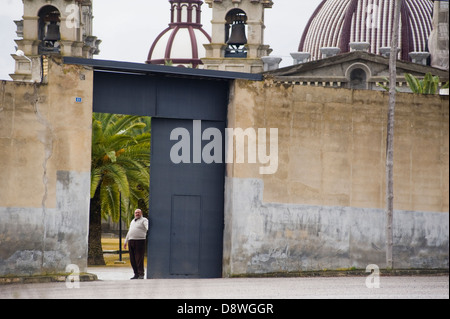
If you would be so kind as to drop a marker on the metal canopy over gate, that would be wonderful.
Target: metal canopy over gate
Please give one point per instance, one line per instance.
(187, 198)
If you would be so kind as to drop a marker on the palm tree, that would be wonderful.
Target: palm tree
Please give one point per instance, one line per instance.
(119, 172)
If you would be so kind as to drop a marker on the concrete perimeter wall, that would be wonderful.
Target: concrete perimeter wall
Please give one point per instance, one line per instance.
(45, 151)
(324, 207)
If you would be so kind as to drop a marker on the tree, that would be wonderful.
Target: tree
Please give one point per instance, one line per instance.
(119, 169)
(390, 137)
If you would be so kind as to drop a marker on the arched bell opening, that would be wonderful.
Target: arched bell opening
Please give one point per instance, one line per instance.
(235, 34)
(49, 29)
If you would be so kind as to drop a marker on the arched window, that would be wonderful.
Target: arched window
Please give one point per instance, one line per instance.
(235, 33)
(358, 79)
(48, 26)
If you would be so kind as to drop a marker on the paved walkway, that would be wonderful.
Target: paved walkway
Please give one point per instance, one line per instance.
(114, 283)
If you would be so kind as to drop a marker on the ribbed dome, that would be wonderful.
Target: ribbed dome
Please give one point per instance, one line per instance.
(337, 23)
(182, 42)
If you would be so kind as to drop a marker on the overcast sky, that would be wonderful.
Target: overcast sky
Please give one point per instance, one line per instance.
(128, 28)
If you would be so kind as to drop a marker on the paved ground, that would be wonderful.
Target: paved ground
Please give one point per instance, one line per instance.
(115, 283)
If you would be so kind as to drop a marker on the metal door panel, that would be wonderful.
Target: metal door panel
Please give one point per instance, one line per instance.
(169, 181)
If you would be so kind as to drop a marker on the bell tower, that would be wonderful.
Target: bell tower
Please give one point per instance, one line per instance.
(237, 36)
(52, 27)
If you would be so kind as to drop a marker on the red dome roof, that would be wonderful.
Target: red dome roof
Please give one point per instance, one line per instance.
(182, 42)
(337, 23)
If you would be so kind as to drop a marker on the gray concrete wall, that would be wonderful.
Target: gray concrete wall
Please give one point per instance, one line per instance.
(45, 150)
(324, 206)
(273, 237)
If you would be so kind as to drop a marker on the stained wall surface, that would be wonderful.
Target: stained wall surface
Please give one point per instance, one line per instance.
(324, 207)
(45, 147)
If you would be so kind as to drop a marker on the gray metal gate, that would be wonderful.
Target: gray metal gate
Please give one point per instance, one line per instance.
(186, 199)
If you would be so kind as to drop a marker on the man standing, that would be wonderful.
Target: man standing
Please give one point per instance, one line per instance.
(136, 240)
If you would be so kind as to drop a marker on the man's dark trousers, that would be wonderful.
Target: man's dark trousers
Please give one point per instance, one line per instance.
(137, 251)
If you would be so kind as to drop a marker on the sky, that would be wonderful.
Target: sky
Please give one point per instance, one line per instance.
(128, 28)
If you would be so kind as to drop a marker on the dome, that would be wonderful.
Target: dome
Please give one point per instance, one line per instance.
(182, 42)
(337, 23)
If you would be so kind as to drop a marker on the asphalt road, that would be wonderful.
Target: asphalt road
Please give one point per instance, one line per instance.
(115, 286)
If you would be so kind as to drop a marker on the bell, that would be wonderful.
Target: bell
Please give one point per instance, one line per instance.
(52, 32)
(237, 35)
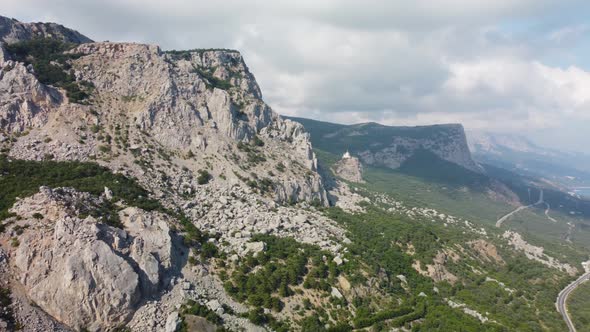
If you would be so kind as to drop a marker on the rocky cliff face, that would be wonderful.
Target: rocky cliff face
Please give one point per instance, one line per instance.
(349, 168)
(146, 106)
(387, 146)
(12, 31)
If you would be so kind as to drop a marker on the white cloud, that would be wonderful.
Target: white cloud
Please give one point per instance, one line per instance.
(482, 63)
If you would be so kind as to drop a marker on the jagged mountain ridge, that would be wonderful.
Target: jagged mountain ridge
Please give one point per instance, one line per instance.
(387, 146)
(12, 30)
(191, 127)
(170, 98)
(565, 169)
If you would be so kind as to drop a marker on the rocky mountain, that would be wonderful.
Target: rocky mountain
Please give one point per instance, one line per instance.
(190, 126)
(12, 31)
(568, 170)
(150, 190)
(387, 146)
(349, 168)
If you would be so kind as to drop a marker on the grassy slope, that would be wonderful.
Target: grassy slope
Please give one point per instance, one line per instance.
(538, 283)
(579, 307)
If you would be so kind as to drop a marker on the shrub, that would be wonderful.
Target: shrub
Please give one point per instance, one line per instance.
(204, 177)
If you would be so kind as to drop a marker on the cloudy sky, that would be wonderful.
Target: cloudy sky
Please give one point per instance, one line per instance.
(516, 66)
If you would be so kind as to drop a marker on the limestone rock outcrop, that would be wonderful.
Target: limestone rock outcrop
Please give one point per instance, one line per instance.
(82, 272)
(349, 168)
(202, 103)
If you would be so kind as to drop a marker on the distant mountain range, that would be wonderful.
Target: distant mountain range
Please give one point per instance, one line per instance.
(565, 169)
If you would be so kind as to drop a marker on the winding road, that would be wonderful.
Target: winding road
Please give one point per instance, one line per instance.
(520, 208)
(561, 303)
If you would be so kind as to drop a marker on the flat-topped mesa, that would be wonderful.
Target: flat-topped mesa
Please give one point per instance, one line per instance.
(12, 31)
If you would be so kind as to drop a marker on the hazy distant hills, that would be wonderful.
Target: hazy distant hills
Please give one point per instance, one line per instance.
(519, 154)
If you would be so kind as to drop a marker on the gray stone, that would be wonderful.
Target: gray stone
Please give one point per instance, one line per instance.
(172, 322)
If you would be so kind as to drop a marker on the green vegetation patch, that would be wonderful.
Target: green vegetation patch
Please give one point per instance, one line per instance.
(22, 178)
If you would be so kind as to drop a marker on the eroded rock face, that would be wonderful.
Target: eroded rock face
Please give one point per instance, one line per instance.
(85, 273)
(448, 142)
(12, 31)
(25, 102)
(349, 168)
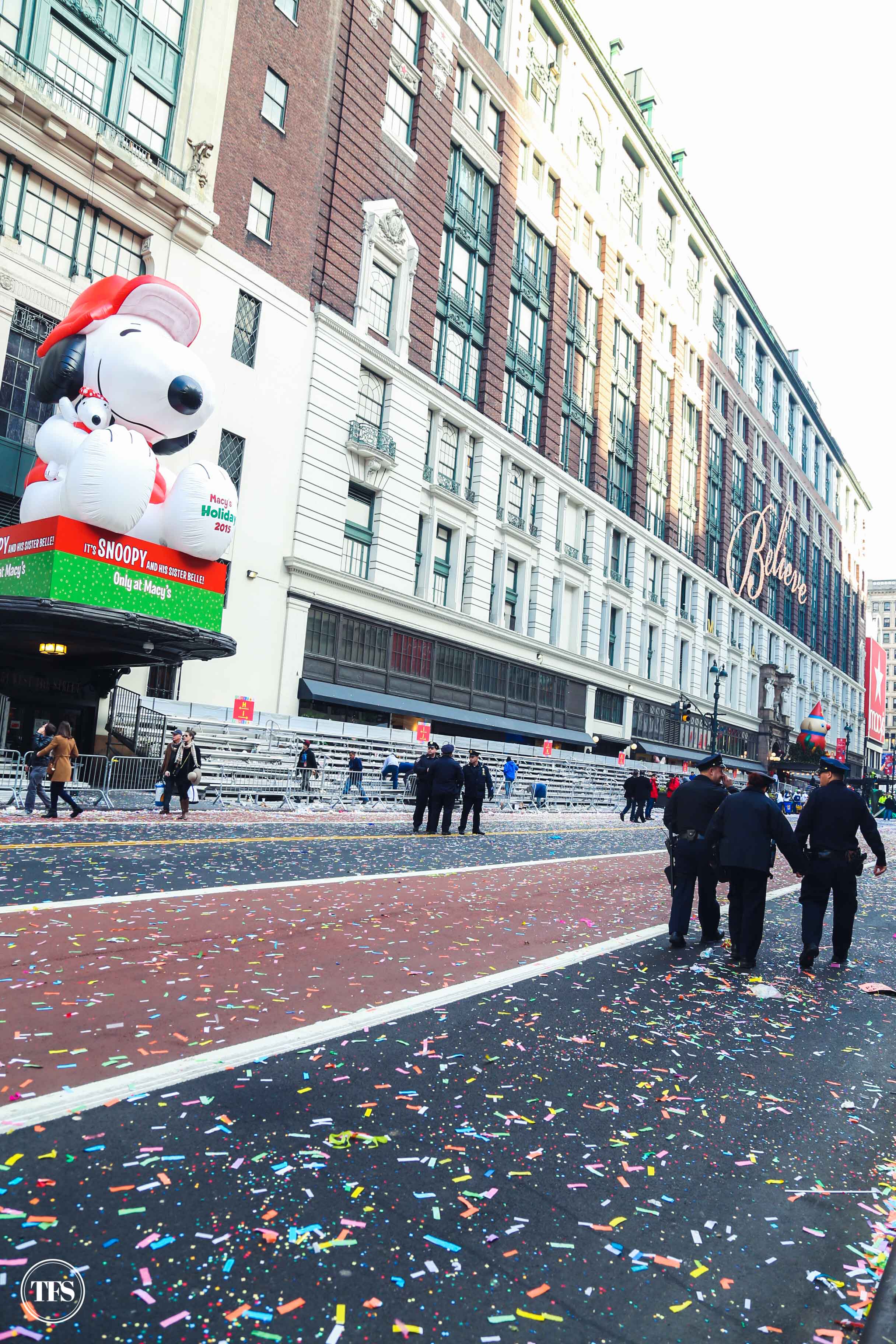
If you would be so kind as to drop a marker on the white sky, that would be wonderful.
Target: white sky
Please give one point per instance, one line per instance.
(785, 112)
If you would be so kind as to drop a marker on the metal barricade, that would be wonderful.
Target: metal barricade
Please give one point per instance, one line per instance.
(11, 779)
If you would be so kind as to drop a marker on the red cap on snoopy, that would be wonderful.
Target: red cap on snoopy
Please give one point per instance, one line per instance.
(143, 296)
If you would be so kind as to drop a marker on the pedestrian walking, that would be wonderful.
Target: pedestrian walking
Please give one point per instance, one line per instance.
(640, 795)
(62, 750)
(510, 776)
(447, 781)
(38, 769)
(628, 792)
(477, 781)
(167, 777)
(746, 830)
(687, 818)
(355, 777)
(186, 771)
(829, 825)
(422, 768)
(305, 767)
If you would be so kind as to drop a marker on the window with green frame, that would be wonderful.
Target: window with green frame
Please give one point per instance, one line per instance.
(104, 61)
(486, 18)
(62, 232)
(359, 531)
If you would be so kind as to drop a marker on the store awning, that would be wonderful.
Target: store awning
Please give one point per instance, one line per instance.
(490, 725)
(694, 755)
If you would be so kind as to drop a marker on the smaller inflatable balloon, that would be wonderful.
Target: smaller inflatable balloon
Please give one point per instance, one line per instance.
(813, 730)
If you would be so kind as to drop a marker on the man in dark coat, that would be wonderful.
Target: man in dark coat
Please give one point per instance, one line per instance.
(640, 795)
(829, 823)
(422, 768)
(477, 780)
(687, 816)
(746, 828)
(447, 781)
(628, 791)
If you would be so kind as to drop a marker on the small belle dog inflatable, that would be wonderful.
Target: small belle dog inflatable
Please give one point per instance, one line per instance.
(129, 390)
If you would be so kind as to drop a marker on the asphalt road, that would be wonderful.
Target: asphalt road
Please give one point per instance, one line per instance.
(633, 1149)
(100, 858)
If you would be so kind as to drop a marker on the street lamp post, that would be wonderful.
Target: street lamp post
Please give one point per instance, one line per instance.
(721, 675)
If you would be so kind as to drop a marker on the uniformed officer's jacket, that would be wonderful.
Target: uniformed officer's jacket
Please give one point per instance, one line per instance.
(748, 827)
(692, 805)
(831, 819)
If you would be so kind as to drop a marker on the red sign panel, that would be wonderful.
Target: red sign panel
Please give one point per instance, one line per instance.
(875, 689)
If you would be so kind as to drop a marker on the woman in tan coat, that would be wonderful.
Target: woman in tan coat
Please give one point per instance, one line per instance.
(64, 753)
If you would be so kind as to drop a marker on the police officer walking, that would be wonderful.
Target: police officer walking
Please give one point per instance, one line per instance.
(829, 823)
(748, 827)
(422, 768)
(687, 816)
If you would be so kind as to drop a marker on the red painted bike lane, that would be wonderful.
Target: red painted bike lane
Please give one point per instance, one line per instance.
(95, 991)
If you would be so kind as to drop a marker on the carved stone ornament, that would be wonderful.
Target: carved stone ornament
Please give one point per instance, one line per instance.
(403, 70)
(442, 53)
(393, 228)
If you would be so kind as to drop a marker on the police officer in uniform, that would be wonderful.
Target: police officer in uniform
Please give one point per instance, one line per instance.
(687, 816)
(746, 828)
(829, 823)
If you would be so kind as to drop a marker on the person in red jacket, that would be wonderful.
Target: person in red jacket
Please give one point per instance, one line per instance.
(655, 796)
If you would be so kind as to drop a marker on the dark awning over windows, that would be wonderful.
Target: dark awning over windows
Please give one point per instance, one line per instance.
(328, 693)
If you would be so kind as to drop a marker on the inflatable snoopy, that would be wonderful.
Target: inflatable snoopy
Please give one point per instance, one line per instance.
(129, 390)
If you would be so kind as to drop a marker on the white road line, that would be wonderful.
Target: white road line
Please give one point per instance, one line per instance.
(312, 882)
(106, 1091)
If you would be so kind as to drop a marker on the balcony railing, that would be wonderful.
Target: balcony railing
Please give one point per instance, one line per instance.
(362, 432)
(46, 85)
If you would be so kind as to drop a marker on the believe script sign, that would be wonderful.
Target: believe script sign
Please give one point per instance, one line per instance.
(770, 564)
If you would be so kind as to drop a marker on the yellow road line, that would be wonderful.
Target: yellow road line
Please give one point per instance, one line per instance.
(209, 840)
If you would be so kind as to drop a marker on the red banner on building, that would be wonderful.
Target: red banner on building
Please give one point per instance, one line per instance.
(875, 689)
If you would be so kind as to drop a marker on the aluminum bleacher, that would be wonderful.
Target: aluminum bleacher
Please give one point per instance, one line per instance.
(256, 764)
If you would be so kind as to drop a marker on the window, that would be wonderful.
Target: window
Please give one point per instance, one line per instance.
(371, 398)
(274, 99)
(261, 209)
(382, 296)
(359, 533)
(74, 65)
(609, 706)
(245, 343)
(630, 194)
(406, 31)
(412, 655)
(230, 456)
(486, 19)
(453, 666)
(441, 565)
(363, 643)
(490, 675)
(148, 119)
(545, 74)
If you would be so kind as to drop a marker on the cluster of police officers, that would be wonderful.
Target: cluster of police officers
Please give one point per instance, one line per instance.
(441, 780)
(718, 834)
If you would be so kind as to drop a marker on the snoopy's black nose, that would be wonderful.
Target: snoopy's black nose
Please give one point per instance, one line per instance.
(186, 396)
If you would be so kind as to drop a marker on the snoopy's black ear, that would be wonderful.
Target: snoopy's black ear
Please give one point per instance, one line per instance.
(62, 370)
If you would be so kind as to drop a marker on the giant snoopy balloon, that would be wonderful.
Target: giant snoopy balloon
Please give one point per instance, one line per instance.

**Written exercise**.
Write out the lines above from the one containing "bleacher, that would be wonderful." through the last, exactly as they are.

**Solution to this task**.
If you would be so kind as to drop a marker on the aluminum bleacher, that would be wonderful.
Target: aluminum bleacher
Please give one point per instance, one line per instance.
(256, 764)
If you would be so kind as to drop a marker on the window, that would be wonderful.
Target: window
Please give one point per instance, one line per instance.
(371, 398)
(274, 99)
(261, 209)
(382, 296)
(359, 533)
(74, 65)
(609, 706)
(245, 343)
(630, 194)
(406, 31)
(412, 655)
(230, 456)
(486, 19)
(453, 666)
(441, 565)
(363, 643)
(490, 675)
(148, 119)
(545, 74)
If you would be so kind as to drop a marker on the cluster of police officers, that would be wonderful.
Target: cluster of police officers
Please give one point per instance, one line per instance.
(441, 780)
(718, 834)
If you would be so kind as to drop a marker on the snoopy's black nose, that would be wonderful.
Target: snoopy's black nose
Please give one point per instance, one line per instance.
(186, 396)
If you would be so kind as to drop a marker on the snoopy's black ear, that would be wonderful.
Target: snoopy's black ear
Please give one point per instance, one line per instance.
(62, 370)
If you would be so kind as to drop a marker on the giant snoopy balloon, that would be wonderful.
Target: giant snoopy balloon
Please give one point per instance, one line per instance.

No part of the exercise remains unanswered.